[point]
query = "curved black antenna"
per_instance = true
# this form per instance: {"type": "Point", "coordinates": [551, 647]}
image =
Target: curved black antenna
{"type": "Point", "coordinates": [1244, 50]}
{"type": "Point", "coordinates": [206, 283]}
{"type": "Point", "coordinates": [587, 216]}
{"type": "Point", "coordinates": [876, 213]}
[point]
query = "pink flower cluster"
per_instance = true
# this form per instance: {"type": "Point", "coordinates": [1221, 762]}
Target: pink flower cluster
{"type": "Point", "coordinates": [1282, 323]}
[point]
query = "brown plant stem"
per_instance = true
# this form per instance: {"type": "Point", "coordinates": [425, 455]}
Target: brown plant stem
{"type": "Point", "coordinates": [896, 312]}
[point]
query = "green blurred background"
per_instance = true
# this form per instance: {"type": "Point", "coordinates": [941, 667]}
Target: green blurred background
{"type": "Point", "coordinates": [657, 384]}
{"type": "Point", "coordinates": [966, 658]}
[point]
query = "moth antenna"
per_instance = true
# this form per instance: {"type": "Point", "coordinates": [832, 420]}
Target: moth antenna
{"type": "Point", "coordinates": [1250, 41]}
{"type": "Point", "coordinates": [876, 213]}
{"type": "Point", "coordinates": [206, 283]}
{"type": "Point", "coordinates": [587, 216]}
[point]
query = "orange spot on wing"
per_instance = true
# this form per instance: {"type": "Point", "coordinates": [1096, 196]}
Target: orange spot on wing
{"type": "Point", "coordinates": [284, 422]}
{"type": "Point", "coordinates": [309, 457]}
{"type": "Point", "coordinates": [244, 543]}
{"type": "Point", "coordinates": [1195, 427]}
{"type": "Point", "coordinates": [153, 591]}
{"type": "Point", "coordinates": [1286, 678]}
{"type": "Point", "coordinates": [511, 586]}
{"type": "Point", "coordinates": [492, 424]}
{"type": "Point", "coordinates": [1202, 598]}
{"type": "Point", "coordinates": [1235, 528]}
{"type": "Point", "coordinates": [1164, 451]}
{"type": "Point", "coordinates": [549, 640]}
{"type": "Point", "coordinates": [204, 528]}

§ **Given problem**
List each line in the listing above that contains the word "flower".

§ **Written response**
query = "pink flower cluster"
Target: pink flower cluster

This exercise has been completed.